What you will do: Write out, word for word, only the lines from the one containing "of the cupcake" through the final line of the data.

Data for this exercise:
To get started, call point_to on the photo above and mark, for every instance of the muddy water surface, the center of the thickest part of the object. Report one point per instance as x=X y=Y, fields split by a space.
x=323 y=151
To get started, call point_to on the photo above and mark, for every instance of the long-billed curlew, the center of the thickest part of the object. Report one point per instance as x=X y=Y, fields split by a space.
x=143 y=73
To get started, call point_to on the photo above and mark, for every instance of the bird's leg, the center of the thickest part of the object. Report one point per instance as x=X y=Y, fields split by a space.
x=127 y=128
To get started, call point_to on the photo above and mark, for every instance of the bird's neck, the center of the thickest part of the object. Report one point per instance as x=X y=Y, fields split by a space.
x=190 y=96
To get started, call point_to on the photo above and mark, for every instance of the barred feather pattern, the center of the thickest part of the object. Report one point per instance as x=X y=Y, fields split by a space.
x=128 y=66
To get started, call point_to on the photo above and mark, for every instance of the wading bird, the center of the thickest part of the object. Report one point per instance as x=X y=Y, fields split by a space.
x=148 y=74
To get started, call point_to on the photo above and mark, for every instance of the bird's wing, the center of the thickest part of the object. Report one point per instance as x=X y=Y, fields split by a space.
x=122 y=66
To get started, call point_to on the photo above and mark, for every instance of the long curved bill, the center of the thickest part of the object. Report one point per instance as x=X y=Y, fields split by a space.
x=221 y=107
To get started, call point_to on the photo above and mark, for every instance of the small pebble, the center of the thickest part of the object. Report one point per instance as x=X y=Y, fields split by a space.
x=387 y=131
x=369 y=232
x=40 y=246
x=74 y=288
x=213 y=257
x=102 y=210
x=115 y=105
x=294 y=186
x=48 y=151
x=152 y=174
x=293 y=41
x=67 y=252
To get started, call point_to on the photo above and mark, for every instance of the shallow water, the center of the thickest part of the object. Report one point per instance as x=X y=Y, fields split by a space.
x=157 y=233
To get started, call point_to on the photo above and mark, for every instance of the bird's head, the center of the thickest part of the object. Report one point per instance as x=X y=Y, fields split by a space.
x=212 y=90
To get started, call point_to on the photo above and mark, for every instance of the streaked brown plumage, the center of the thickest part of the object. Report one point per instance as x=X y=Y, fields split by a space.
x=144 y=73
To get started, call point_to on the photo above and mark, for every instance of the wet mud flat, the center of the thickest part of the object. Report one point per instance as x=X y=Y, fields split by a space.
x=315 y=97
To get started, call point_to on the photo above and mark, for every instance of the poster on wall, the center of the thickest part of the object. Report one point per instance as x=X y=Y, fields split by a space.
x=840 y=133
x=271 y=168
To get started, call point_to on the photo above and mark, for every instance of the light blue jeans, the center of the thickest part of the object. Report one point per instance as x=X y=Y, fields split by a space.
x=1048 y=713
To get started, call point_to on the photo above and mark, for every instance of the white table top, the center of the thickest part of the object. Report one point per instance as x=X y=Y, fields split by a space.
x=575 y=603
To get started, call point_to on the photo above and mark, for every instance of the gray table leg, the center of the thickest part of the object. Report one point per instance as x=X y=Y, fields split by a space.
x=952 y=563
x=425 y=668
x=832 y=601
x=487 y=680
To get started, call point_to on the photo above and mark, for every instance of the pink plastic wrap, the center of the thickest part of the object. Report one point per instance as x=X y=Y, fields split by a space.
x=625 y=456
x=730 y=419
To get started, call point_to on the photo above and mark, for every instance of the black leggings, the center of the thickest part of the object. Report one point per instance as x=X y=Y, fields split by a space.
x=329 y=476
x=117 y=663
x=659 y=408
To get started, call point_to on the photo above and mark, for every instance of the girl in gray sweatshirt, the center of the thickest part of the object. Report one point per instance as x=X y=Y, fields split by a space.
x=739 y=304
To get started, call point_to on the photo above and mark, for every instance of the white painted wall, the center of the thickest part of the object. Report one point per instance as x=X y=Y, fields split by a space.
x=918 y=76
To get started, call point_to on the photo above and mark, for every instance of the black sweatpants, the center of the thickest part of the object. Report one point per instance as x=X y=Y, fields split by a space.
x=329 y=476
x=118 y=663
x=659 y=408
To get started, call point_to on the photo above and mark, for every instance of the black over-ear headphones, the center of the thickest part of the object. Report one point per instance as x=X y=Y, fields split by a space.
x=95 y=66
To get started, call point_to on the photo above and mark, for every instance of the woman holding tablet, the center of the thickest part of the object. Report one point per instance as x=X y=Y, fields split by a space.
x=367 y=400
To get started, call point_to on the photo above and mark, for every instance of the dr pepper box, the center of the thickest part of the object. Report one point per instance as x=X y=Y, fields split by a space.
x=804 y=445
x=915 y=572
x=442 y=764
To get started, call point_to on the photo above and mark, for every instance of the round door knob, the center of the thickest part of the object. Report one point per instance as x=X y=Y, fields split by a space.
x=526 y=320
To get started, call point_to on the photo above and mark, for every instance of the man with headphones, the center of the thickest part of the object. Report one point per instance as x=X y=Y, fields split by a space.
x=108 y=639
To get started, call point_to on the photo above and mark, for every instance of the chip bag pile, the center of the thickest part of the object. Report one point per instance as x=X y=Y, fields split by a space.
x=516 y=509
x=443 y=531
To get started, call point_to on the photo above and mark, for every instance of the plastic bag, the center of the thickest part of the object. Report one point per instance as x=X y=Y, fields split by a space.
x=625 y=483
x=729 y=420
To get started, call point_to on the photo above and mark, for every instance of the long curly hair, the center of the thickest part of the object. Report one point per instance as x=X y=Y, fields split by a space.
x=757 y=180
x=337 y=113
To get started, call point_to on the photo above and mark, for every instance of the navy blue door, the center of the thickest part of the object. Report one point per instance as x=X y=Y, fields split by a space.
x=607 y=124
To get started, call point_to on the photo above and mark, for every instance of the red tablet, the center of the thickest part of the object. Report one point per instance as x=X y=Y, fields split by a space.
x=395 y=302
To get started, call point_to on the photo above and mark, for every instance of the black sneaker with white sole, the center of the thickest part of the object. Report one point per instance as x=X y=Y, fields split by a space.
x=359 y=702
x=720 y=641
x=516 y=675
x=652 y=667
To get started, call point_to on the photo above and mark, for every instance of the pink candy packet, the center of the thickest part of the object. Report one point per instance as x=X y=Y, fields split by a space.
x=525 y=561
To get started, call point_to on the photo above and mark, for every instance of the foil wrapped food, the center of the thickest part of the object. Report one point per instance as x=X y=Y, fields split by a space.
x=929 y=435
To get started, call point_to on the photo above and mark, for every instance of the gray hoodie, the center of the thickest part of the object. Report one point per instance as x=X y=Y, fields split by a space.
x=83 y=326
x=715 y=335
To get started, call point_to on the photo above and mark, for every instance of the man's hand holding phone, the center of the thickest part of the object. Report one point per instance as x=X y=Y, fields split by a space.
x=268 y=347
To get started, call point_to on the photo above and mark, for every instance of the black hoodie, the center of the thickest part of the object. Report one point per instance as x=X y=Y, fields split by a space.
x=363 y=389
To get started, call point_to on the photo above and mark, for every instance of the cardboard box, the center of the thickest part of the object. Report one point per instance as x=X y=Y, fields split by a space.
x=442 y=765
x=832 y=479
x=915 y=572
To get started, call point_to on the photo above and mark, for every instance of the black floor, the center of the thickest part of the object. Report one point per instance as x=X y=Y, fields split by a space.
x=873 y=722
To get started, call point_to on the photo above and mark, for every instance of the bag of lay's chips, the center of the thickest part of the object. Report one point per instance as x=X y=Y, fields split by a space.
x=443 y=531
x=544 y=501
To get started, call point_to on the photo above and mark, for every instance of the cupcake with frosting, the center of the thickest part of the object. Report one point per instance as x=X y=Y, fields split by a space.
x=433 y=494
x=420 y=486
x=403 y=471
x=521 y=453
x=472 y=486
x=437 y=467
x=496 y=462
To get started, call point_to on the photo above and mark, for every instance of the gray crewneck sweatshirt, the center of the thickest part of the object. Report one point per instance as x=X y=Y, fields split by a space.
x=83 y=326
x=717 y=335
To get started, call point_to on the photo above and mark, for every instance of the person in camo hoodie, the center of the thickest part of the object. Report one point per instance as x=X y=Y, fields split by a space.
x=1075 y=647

Right answer:
To get started, call point_to on the photo above and mark, for every instance of the cupcake with frosting, the center of the thickest part of the object. Report one point per instance as x=X y=Y, fields split by a space.
x=433 y=494
x=420 y=486
x=403 y=471
x=521 y=453
x=472 y=486
x=437 y=467
x=496 y=462
To get started, call point_to on the photo above and mark, for every instance of the gray crewneck sweatshirt, the center of the thickest part of the object. Report one point per instance as x=X y=Y, fields split by a space.
x=83 y=326
x=717 y=335
To get started, call point_to on the photo above and mark, for every instance of the person in camo hoodie, the center of the thickest part of the object. Report one point per instance as x=X y=Y, fields split by a space.
x=1075 y=647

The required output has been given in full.